SOURCE PASSAGE:
________________________

Sunday, November 22, 2009

I am not the crazy one

I sometimes feel like all I do is complain. But this needs to come out. This is what I want in life I want to help people and to feel appreciated. I want to feel loved and to love others. It bothers me when people don't appreciate my help and treat me like I am incompetent. Some days I can't chase this feeling away and I wish that I could live somewhere else. Preferably in a big city like SF in an apartment and I would have a job where I would make enough money to get by but I would be happy because people love and appreciate me. Well the fact is happiness has to start with me regardless of how others treat me.

________________________

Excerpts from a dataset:

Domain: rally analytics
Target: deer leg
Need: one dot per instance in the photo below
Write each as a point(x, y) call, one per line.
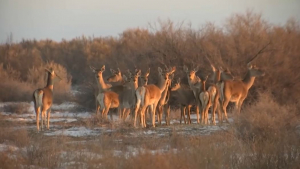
point(167, 115)
point(153, 108)
point(158, 114)
point(198, 108)
point(37, 111)
point(43, 118)
point(48, 118)
point(136, 109)
point(214, 108)
point(225, 104)
point(240, 105)
point(182, 114)
point(97, 107)
point(189, 114)
point(219, 113)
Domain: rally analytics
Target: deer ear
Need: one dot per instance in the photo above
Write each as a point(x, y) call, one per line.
point(173, 70)
point(92, 68)
point(125, 78)
point(138, 72)
point(103, 68)
point(159, 70)
point(249, 65)
point(185, 69)
point(196, 69)
point(213, 68)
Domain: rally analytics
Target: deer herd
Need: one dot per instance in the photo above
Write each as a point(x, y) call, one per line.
point(132, 95)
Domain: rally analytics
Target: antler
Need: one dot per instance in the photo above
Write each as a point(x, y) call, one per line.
point(259, 52)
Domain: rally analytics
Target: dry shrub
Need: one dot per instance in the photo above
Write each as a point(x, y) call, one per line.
point(19, 108)
point(11, 87)
point(268, 132)
point(14, 90)
point(86, 96)
point(18, 137)
point(37, 76)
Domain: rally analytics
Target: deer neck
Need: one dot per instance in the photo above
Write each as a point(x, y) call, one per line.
point(216, 76)
point(136, 84)
point(202, 86)
point(50, 82)
point(101, 84)
point(248, 80)
point(162, 85)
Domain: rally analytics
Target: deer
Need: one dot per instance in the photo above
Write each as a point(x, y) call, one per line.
point(127, 98)
point(149, 95)
point(194, 81)
point(106, 98)
point(116, 77)
point(205, 98)
point(163, 104)
point(237, 90)
point(219, 75)
point(186, 99)
point(43, 99)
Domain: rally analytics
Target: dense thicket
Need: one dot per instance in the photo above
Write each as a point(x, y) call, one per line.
point(230, 45)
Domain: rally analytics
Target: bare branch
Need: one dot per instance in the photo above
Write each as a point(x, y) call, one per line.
point(259, 52)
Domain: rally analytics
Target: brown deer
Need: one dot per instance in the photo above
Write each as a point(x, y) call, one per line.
point(163, 104)
point(237, 90)
point(186, 99)
point(219, 75)
point(116, 77)
point(127, 98)
point(205, 100)
point(43, 98)
point(144, 78)
point(195, 85)
point(149, 95)
point(105, 99)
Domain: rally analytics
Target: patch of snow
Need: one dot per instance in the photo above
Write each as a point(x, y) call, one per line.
point(5, 147)
point(149, 132)
point(74, 132)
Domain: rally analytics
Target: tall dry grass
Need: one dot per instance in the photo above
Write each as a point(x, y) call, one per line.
point(265, 135)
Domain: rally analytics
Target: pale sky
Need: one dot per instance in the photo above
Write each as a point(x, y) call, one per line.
point(57, 19)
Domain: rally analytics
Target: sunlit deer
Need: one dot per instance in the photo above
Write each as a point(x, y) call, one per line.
point(127, 98)
point(105, 99)
point(43, 98)
point(205, 99)
point(194, 81)
point(149, 95)
point(116, 77)
point(237, 90)
point(186, 99)
point(163, 106)
point(144, 78)
point(219, 75)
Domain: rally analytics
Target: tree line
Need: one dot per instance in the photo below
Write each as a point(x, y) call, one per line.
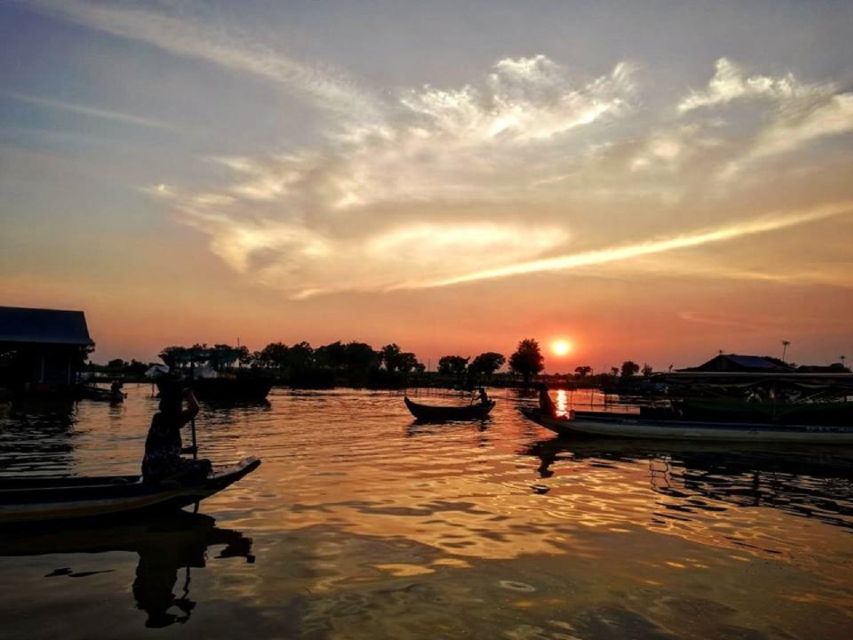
point(359, 364)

________________________

EXERCISE DETAILS:
In the post "I am not the crazy one," where would the writer prefer to live?

TASK SOLUTION:
In an apartment in a big city like SF.